_REQUIREMENT_:
Format the data between the lines holding "of the american" and "(1341, 156)", inclusive, as a numbered list with blank lines omitted. Include no other lines.

_DATA FOR THIS EXERCISE_:
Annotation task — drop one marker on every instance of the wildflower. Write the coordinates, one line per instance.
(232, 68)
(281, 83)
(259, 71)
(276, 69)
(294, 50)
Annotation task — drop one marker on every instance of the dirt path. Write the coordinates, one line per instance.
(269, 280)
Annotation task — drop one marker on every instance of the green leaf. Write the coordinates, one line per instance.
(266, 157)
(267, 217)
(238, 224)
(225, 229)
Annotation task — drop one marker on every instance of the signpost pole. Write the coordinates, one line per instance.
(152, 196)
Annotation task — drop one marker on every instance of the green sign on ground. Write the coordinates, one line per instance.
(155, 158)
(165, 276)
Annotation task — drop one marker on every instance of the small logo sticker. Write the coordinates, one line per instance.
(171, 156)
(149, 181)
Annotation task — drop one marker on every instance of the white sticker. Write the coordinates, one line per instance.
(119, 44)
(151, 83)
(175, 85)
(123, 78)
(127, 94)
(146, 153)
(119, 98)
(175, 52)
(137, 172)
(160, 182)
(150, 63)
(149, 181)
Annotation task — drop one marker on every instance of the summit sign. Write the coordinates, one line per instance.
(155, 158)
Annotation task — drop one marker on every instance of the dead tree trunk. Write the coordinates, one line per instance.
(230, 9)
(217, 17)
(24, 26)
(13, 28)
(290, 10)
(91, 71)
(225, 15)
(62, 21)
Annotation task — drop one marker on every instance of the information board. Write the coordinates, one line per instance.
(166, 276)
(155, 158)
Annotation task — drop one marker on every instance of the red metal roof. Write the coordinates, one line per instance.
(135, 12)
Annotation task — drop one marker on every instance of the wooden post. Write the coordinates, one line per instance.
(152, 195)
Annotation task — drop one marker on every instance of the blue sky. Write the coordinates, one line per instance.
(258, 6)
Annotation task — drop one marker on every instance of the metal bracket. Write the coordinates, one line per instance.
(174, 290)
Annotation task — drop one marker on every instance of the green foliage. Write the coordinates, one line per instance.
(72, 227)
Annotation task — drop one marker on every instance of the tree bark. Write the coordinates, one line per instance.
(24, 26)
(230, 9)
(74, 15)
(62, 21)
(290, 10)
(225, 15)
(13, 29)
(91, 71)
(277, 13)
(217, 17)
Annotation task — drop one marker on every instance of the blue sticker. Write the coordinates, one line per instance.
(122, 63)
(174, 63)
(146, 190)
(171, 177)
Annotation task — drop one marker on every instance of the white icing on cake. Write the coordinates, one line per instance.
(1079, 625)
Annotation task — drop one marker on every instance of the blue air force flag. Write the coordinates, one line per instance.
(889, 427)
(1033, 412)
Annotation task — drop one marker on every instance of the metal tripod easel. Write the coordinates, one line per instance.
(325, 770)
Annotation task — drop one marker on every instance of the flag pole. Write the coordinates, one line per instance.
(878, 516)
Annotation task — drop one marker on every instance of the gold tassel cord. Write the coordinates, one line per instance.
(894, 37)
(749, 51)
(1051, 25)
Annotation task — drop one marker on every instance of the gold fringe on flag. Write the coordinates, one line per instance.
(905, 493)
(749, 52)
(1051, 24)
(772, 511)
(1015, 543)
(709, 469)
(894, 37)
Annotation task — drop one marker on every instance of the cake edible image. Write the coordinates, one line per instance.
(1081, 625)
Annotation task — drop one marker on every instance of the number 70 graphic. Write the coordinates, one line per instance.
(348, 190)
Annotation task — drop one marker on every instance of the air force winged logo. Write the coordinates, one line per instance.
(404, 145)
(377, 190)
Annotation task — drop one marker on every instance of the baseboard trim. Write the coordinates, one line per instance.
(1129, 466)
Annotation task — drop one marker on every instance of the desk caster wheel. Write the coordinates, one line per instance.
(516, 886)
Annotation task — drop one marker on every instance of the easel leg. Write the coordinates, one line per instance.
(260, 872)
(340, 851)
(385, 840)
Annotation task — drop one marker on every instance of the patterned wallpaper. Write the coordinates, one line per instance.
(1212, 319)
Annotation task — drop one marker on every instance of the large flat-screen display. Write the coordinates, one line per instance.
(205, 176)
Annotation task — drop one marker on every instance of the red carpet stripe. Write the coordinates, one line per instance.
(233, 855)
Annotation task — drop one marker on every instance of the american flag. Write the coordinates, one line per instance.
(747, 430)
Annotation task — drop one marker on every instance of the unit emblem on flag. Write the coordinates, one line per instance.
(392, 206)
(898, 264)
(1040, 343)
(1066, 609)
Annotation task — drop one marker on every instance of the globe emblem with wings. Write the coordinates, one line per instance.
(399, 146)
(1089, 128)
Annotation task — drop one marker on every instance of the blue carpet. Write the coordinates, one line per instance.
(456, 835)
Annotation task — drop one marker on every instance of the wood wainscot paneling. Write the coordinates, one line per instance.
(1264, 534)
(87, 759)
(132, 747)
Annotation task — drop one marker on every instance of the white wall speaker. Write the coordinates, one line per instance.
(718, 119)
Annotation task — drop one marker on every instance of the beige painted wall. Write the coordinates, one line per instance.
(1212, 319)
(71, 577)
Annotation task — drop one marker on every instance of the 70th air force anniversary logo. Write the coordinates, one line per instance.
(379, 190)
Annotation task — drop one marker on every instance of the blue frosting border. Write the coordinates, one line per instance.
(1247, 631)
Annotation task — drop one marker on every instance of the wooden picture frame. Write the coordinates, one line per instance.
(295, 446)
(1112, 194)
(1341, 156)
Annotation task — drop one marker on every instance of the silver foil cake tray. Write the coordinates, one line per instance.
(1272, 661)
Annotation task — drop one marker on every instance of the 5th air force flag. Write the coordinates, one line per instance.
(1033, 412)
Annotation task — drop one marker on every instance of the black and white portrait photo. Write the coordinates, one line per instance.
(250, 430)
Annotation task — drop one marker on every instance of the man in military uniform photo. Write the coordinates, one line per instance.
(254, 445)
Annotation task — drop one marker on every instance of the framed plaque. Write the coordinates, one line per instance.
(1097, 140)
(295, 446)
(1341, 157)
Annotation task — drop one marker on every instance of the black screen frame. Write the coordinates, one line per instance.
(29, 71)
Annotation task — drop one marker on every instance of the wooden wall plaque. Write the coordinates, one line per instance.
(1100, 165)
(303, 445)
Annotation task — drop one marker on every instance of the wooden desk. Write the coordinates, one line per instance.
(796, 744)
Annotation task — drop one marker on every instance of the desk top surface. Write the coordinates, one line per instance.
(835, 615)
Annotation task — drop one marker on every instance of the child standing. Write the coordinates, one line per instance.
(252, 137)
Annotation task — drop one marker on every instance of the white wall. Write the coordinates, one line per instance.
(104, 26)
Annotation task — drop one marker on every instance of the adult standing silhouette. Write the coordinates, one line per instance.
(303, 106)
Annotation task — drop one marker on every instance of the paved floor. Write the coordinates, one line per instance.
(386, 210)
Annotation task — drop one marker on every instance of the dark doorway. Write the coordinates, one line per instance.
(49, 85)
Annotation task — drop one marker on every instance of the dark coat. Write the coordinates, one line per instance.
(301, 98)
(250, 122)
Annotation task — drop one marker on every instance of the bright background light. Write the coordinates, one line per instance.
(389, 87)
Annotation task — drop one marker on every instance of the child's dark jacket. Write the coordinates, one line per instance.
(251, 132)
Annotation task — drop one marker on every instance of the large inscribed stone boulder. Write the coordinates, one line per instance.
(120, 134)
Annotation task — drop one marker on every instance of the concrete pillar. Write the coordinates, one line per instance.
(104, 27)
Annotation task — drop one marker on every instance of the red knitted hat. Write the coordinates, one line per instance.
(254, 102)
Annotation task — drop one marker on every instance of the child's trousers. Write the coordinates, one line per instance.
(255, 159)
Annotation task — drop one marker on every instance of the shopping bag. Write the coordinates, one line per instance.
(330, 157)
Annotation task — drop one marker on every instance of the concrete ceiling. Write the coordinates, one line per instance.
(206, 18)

_EXERCISE OUTPUT_:
1. Annotation task — drop one marker on every instance of the american flag. Write the coordinates, one line per instance.
2. (747, 430)
3. Annotation task — drop one marker on every instance of the unit emblem on flag. Write the coordinates, one line per instance.
4. (392, 206)
5. (898, 264)
6. (1040, 343)
7. (1066, 609)
8. Annotation task — drop one marker on every instance of the globe emblem with wings. Write the coordinates, one line per instance.
9. (399, 146)
10. (1089, 128)
11. Annotation task — drop one marker on every instance of the blue carpet. Write the coordinates, one line per instance.
12. (456, 835)
13. Annotation task — drop one marker on every instance of the wood wainscot paneling. Write the coordinates, one line per instance.
14. (1264, 534)
15. (87, 759)
16. (132, 747)
17. Annotation task — drop one marker on every instance of the white wall speaker. Write the coordinates, one line per instance.
18. (718, 119)
19. Annotation task — drop one marker on every instance of the beige painted wall. Write the coordinates, one line per instance.
20. (1212, 319)
21. (71, 577)
22. Annotation task — drop one marker on every instance of the 70th air force anniversary logo. Write the coordinates, one line per instance.
23. (379, 190)
24. Annotation task — drop one marker on every instance of the blue frosting border. Write the coordinates, one line per instance.
25. (1247, 631)
26. Annotation task — drop one marker on every instance of the wooden picture frame. Write the coordinates, one line per instance.
27. (295, 446)
28. (1112, 194)
29. (1341, 156)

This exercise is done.